• [How to complete this task] The lines below starting at the line containing "Target: exposed red brick wall" and ending at the line containing "Target: cross on cupola" are to be repeated exactly, with both ends kept and nothing else added.

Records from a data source
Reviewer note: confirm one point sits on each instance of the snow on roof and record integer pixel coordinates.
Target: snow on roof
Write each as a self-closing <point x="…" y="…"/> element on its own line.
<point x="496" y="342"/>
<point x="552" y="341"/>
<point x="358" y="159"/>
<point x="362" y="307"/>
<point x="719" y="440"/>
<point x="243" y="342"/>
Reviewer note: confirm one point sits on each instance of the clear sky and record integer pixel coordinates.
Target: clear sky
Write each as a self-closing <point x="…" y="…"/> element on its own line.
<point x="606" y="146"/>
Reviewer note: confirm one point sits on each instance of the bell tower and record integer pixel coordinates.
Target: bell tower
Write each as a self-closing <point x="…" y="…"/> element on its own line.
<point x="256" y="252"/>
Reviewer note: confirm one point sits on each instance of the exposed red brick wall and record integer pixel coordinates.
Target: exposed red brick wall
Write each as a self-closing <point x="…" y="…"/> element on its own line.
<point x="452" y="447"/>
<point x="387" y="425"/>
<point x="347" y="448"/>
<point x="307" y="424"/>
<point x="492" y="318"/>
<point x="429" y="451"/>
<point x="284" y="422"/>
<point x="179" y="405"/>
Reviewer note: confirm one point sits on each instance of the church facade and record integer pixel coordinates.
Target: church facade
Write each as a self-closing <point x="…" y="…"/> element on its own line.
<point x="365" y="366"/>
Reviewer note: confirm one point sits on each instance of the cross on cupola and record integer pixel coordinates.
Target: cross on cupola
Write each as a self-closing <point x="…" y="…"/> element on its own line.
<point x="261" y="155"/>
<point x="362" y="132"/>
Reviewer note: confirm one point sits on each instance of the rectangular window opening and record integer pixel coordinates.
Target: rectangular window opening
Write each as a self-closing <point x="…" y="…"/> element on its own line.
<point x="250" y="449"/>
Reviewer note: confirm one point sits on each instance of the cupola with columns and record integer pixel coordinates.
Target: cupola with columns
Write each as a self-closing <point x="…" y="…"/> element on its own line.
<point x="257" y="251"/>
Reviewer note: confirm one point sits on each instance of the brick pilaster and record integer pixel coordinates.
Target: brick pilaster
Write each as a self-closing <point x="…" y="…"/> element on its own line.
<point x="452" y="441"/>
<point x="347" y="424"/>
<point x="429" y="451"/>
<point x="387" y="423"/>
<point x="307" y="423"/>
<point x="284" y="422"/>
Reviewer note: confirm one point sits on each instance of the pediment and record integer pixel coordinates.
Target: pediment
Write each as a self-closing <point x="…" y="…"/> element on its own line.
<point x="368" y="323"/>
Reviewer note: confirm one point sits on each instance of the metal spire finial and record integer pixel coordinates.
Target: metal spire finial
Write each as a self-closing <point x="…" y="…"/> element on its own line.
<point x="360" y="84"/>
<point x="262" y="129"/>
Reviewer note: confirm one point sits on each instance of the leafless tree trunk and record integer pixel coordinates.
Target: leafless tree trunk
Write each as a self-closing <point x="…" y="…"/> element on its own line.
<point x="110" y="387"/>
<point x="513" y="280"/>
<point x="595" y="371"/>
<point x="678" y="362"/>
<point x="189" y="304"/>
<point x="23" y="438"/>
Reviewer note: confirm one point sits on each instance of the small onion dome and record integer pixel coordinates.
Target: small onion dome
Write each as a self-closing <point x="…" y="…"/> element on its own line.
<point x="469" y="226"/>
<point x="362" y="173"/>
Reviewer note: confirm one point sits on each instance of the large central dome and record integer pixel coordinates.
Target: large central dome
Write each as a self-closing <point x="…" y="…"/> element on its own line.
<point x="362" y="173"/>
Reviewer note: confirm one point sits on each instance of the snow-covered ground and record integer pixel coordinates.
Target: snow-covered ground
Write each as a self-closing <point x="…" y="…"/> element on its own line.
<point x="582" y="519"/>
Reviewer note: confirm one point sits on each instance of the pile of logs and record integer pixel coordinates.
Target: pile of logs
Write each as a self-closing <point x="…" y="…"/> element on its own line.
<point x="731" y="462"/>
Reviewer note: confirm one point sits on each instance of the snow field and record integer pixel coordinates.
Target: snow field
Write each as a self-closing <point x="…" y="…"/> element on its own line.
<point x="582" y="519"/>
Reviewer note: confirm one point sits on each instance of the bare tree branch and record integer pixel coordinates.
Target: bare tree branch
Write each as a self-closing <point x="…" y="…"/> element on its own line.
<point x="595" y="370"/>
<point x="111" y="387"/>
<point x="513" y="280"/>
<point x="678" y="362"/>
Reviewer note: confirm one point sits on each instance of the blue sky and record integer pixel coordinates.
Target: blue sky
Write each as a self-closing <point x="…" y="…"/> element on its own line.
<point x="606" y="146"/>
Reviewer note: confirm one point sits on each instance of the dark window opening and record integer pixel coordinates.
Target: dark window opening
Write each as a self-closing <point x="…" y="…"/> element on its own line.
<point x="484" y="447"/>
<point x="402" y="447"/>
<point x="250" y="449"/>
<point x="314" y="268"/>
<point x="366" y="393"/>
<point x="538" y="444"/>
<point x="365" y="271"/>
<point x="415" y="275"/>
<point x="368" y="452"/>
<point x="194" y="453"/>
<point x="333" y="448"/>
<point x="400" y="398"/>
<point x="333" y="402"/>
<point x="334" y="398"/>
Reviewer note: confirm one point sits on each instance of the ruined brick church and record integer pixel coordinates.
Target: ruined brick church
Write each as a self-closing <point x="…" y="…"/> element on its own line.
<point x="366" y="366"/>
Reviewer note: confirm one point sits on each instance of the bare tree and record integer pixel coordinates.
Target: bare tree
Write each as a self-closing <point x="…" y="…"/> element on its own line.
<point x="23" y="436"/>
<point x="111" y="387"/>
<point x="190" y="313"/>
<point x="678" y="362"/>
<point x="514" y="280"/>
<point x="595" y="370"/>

• [Solution to this problem]
Target: exposed red brick wall
Write each as a self-closing <point x="…" y="…"/> element on its own line.
<point x="452" y="447"/>
<point x="387" y="425"/>
<point x="347" y="448"/>
<point x="307" y="424"/>
<point x="492" y="318"/>
<point x="429" y="451"/>
<point x="284" y="422"/>
<point x="179" y="405"/>
Reviewer note: confirm one point sits on each instance of the church facade and record integer pixel coordinates.
Target: church facade
Write each as a self-closing <point x="…" y="…"/> element on its own line.
<point x="365" y="366"/>
Reviewer note: confirm one point sits on each instance of the cross on cupola and record integer pixel coordinates.
Target: cross on cupola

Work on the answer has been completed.